**Images for object localization:**
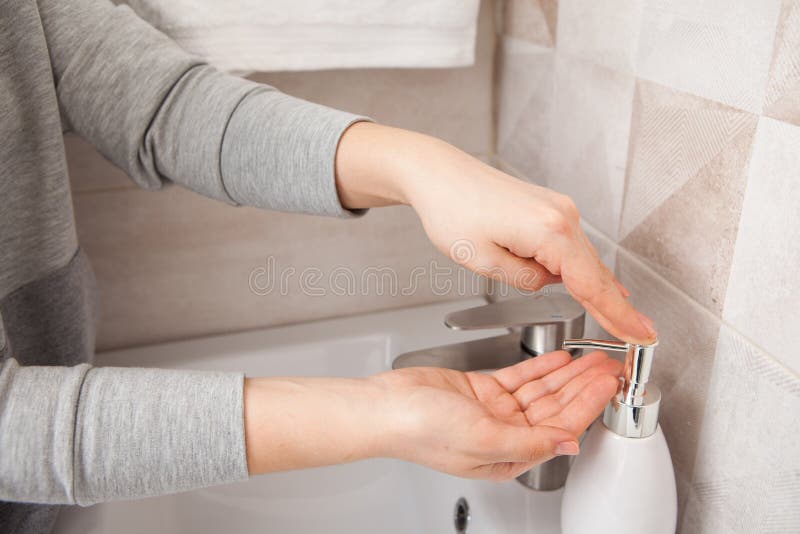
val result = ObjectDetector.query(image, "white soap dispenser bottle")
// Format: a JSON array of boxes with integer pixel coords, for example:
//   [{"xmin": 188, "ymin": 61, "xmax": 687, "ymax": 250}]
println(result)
[{"xmin": 559, "ymin": 339, "xmax": 677, "ymax": 534}]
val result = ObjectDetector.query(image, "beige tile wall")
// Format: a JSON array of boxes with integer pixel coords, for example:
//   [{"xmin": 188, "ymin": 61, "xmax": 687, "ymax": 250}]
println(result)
[
  {"xmin": 69, "ymin": 1, "xmax": 495, "ymax": 351},
  {"xmin": 497, "ymin": 1, "xmax": 800, "ymax": 531},
  {"xmin": 620, "ymin": 80, "xmax": 757, "ymax": 314}
]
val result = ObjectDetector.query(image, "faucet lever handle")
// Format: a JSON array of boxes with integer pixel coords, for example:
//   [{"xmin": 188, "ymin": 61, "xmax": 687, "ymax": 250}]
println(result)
[
  {"xmin": 444, "ymin": 293, "xmax": 584, "ymax": 330},
  {"xmin": 446, "ymin": 293, "xmax": 586, "ymax": 356}
]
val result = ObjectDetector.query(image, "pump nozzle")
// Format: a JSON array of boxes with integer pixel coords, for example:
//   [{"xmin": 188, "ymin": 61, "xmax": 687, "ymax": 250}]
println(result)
[{"xmin": 562, "ymin": 338, "xmax": 661, "ymax": 438}]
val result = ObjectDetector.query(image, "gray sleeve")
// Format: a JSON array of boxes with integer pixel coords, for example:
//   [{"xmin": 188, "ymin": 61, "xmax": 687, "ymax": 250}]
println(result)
[
  {"xmin": 40, "ymin": 0, "xmax": 369, "ymax": 217},
  {"xmin": 0, "ymin": 358, "xmax": 247, "ymax": 506}
]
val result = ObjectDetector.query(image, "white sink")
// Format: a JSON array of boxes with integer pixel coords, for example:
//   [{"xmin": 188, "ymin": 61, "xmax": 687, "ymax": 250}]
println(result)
[{"xmin": 54, "ymin": 298, "xmax": 563, "ymax": 534}]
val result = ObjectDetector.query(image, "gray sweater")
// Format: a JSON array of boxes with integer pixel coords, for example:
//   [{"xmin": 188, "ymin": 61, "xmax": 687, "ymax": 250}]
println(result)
[{"xmin": 0, "ymin": 1, "xmax": 366, "ymax": 531}]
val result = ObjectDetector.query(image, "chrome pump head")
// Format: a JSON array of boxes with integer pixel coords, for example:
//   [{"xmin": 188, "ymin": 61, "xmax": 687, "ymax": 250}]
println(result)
[{"xmin": 562, "ymin": 338, "xmax": 660, "ymax": 438}]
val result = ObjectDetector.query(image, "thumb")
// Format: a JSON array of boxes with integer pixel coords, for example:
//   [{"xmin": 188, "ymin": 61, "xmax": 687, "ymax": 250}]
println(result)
[{"xmin": 496, "ymin": 423, "xmax": 579, "ymax": 464}]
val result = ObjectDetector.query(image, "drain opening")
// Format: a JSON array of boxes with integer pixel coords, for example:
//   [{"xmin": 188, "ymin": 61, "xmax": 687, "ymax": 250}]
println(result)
[{"xmin": 454, "ymin": 497, "xmax": 470, "ymax": 533}]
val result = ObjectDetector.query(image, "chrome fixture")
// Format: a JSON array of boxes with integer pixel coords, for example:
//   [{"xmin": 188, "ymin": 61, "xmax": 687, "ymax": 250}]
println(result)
[
  {"xmin": 453, "ymin": 497, "xmax": 470, "ymax": 533},
  {"xmin": 393, "ymin": 292, "xmax": 585, "ymax": 490},
  {"xmin": 443, "ymin": 293, "xmax": 585, "ymax": 356},
  {"xmin": 562, "ymin": 338, "xmax": 660, "ymax": 438}
]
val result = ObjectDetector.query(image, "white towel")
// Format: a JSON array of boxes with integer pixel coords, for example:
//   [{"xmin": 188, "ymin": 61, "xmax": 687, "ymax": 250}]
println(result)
[{"xmin": 124, "ymin": 0, "xmax": 481, "ymax": 72}]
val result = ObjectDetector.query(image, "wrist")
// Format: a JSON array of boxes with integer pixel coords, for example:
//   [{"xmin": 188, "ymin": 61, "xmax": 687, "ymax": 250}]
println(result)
[
  {"xmin": 335, "ymin": 122, "xmax": 455, "ymax": 210},
  {"xmin": 362, "ymin": 373, "xmax": 419, "ymax": 462},
  {"xmin": 377, "ymin": 126, "xmax": 484, "ymax": 215}
]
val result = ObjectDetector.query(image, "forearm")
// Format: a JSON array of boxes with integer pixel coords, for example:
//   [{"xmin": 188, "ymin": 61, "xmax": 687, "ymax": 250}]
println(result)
[
  {"xmin": 243, "ymin": 355, "xmax": 612, "ymax": 483},
  {"xmin": 44, "ymin": 0, "xmax": 367, "ymax": 217},
  {"xmin": 243, "ymin": 376, "xmax": 392, "ymax": 474}
]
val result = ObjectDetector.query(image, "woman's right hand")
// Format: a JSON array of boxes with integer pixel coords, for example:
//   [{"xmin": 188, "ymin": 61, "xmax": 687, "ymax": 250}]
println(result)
[{"xmin": 335, "ymin": 122, "xmax": 657, "ymax": 345}]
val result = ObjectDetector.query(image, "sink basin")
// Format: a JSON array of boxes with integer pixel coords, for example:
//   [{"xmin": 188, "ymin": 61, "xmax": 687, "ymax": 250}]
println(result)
[{"xmin": 54, "ymin": 299, "xmax": 563, "ymax": 534}]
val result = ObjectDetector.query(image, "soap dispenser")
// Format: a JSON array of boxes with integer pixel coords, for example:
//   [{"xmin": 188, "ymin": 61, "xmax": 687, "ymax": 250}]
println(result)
[{"xmin": 559, "ymin": 339, "xmax": 677, "ymax": 534}]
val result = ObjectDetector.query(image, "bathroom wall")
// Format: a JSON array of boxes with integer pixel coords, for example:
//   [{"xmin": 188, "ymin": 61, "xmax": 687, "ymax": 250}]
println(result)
[
  {"xmin": 68, "ymin": 1, "xmax": 495, "ymax": 350},
  {"xmin": 497, "ymin": 1, "xmax": 800, "ymax": 531}
]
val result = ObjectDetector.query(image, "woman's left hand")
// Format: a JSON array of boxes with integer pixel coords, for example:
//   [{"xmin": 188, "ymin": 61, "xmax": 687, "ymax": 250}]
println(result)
[
  {"xmin": 244, "ymin": 350, "xmax": 621, "ymax": 479},
  {"xmin": 371, "ymin": 350, "xmax": 621, "ymax": 480}
]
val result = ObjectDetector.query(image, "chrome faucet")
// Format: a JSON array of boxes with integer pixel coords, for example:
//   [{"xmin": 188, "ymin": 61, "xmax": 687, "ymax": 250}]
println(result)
[{"xmin": 392, "ymin": 292, "xmax": 586, "ymax": 490}]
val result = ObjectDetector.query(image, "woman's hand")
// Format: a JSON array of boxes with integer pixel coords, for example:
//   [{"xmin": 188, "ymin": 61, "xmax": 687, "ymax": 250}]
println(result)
[
  {"xmin": 335, "ymin": 122, "xmax": 656, "ymax": 344},
  {"xmin": 244, "ymin": 351, "xmax": 621, "ymax": 480},
  {"xmin": 371, "ymin": 350, "xmax": 620, "ymax": 480}
]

**DIRECTIONS:** Please output the records above exactly, without the pictures.

**FINISHED TASK:**
val result = ObjectDetector.query(image, "white soap dispenser bottle")
// Format: a JSON array of boxes with integer pixel coords, for example:
//   [{"xmin": 188, "ymin": 61, "xmax": 687, "ymax": 250}]
println(result)
[{"xmin": 559, "ymin": 339, "xmax": 677, "ymax": 534}]
val result = ObjectDetector.query(image, "beige tile wall")
// Format: a JSON array of boxes with integer pixel coords, for example:
//   [{"xmin": 188, "ymin": 61, "xmax": 687, "ymax": 250}]
println(result)
[
  {"xmin": 69, "ymin": 1, "xmax": 495, "ymax": 351},
  {"xmin": 497, "ymin": 1, "xmax": 800, "ymax": 531},
  {"xmin": 620, "ymin": 80, "xmax": 757, "ymax": 314}
]
val result = ObjectDetector.query(image, "faucet lever handle")
// Format: a JSON array of boxes with integer pixel coords, for example:
//   [{"xmin": 188, "ymin": 61, "xmax": 687, "ymax": 250}]
println(result)
[
  {"xmin": 444, "ymin": 293, "xmax": 584, "ymax": 330},
  {"xmin": 446, "ymin": 293, "xmax": 586, "ymax": 356}
]
val result = ObjectDetector.query(image, "pump nozzle")
// Format: a JSON array of boxes with integer pixel coords, for example:
//   [{"xmin": 188, "ymin": 61, "xmax": 687, "ymax": 250}]
println(result)
[{"xmin": 562, "ymin": 338, "xmax": 661, "ymax": 438}]
val result = ObjectDetector.query(image, "gray sleeve")
// Format: a JSON array of boxes with integer pixel coords, for example:
//   [{"xmin": 188, "ymin": 61, "xmax": 687, "ymax": 250}]
println(result)
[
  {"xmin": 40, "ymin": 0, "xmax": 369, "ymax": 217},
  {"xmin": 0, "ymin": 358, "xmax": 247, "ymax": 506}
]
val result = ObjectDetector.query(image, "white sink")
// Format: a JSON array of boxes with integer pixel coords, for example:
//   [{"xmin": 188, "ymin": 61, "xmax": 687, "ymax": 250}]
println(result)
[{"xmin": 54, "ymin": 298, "xmax": 563, "ymax": 534}]
val result = ObjectDetector.query(image, "gray sweater")
// Format: a JSON array of boxes with integer pixel coords, for example:
//   [{"xmin": 188, "ymin": 61, "xmax": 687, "ymax": 250}]
println(result)
[{"xmin": 0, "ymin": 1, "xmax": 366, "ymax": 531}]
val result = ObjectDetector.query(image, "chrome pump head")
// Format: a JSON array of boxes with integer pixel coords, for example:
//   [{"xmin": 188, "ymin": 61, "xmax": 687, "ymax": 250}]
println(result)
[{"xmin": 562, "ymin": 338, "xmax": 660, "ymax": 438}]
val result = ObjectDetector.query(image, "thumb")
// Format: a JSON array of boxes with integer pixel coords, for example:
//   [{"xmin": 188, "ymin": 61, "xmax": 687, "ymax": 250}]
println(result)
[{"xmin": 496, "ymin": 423, "xmax": 579, "ymax": 464}]
val result = ObjectDetector.query(image, "drain opening")
// Format: a JSON array of boxes with integer pixel coords, for example:
//   [{"xmin": 188, "ymin": 61, "xmax": 687, "ymax": 250}]
println(result)
[{"xmin": 454, "ymin": 497, "xmax": 470, "ymax": 533}]
val result = ObjectDetector.query(image, "chrome fixture")
// Format: a JSON array of boxes with integer pixel coords, for example:
//   [{"xmin": 188, "ymin": 61, "xmax": 687, "ymax": 250}]
println(result)
[
  {"xmin": 453, "ymin": 497, "xmax": 470, "ymax": 533},
  {"xmin": 393, "ymin": 292, "xmax": 585, "ymax": 490},
  {"xmin": 443, "ymin": 293, "xmax": 585, "ymax": 356},
  {"xmin": 562, "ymin": 338, "xmax": 660, "ymax": 438}
]
val result = ObjectDetector.query(image, "white towel")
// Format: a JSON array of boxes with integer pixel coords, for example:
//   [{"xmin": 188, "ymin": 61, "xmax": 687, "ymax": 250}]
println(result)
[{"xmin": 124, "ymin": 0, "xmax": 481, "ymax": 72}]
val result = ObjectDetector.query(image, "wrist")
// Format: a JSON array of boxes with integer pixel coords, for example:
//   [{"xmin": 188, "ymin": 61, "xmax": 687, "ymax": 250}]
println(result)
[
  {"xmin": 335, "ymin": 122, "xmax": 455, "ymax": 210},
  {"xmin": 362, "ymin": 373, "xmax": 419, "ymax": 462},
  {"xmin": 377, "ymin": 126, "xmax": 484, "ymax": 215}
]
val result = ObjectDetector.query(image, "forearm")
// Format: a JSON array of boxes with integer pixel coords, for example:
//   [{"xmin": 188, "ymin": 61, "xmax": 687, "ymax": 250}]
println(result)
[
  {"xmin": 243, "ymin": 355, "xmax": 612, "ymax": 483},
  {"xmin": 44, "ymin": 0, "xmax": 367, "ymax": 217},
  {"xmin": 243, "ymin": 376, "xmax": 392, "ymax": 474}
]
val result = ObjectDetector.query(image, "woman's right hand")
// Format: a JSON array of boxes with integer pixel coords, for example:
//   [{"xmin": 188, "ymin": 61, "xmax": 687, "ymax": 250}]
println(result)
[{"xmin": 335, "ymin": 122, "xmax": 657, "ymax": 345}]
val result = ObjectDetector.query(image, "sink basin")
// Format: a JSON array of boxes with integer pixel coords, for example:
//   [{"xmin": 188, "ymin": 61, "xmax": 687, "ymax": 250}]
println(result)
[{"xmin": 54, "ymin": 299, "xmax": 563, "ymax": 534}]
val result = ObjectDetector.query(image, "soap dispenser")
// Format: a JSON array of boxes with integer pixel coords, for example:
//   [{"xmin": 188, "ymin": 61, "xmax": 687, "ymax": 250}]
println(result)
[{"xmin": 559, "ymin": 339, "xmax": 677, "ymax": 534}]
val result = ObjectDetector.query(image, "bathroom wall")
// Format: a JSON array of boxes with integer pixel coords, for example:
//   [{"xmin": 188, "ymin": 61, "xmax": 687, "ymax": 250}]
println(result)
[
  {"xmin": 68, "ymin": 1, "xmax": 495, "ymax": 350},
  {"xmin": 497, "ymin": 1, "xmax": 800, "ymax": 531}
]
val result = ObjectDetector.query(image, "woman's left hand")
// Format: a JSON array of boxes with integer pixel coords, for example:
//   [{"xmin": 188, "ymin": 61, "xmax": 687, "ymax": 250}]
println(result)
[
  {"xmin": 244, "ymin": 350, "xmax": 621, "ymax": 479},
  {"xmin": 371, "ymin": 350, "xmax": 621, "ymax": 480}
]
val result = ObjectDetector.query(image, "chrome faucet")
// Format: a JSON array of boxes with integer pixel coords, for example:
//   [{"xmin": 188, "ymin": 61, "xmax": 687, "ymax": 250}]
println(result)
[{"xmin": 392, "ymin": 292, "xmax": 586, "ymax": 490}]
val result = ObjectDetector.query(image, "woman's hand")
// Format: a JSON array of boxes with integer pixel coords, for example:
//   [{"xmin": 188, "ymin": 61, "xmax": 687, "ymax": 250}]
println(result)
[
  {"xmin": 335, "ymin": 122, "xmax": 656, "ymax": 344},
  {"xmin": 244, "ymin": 351, "xmax": 621, "ymax": 480},
  {"xmin": 371, "ymin": 350, "xmax": 620, "ymax": 480}
]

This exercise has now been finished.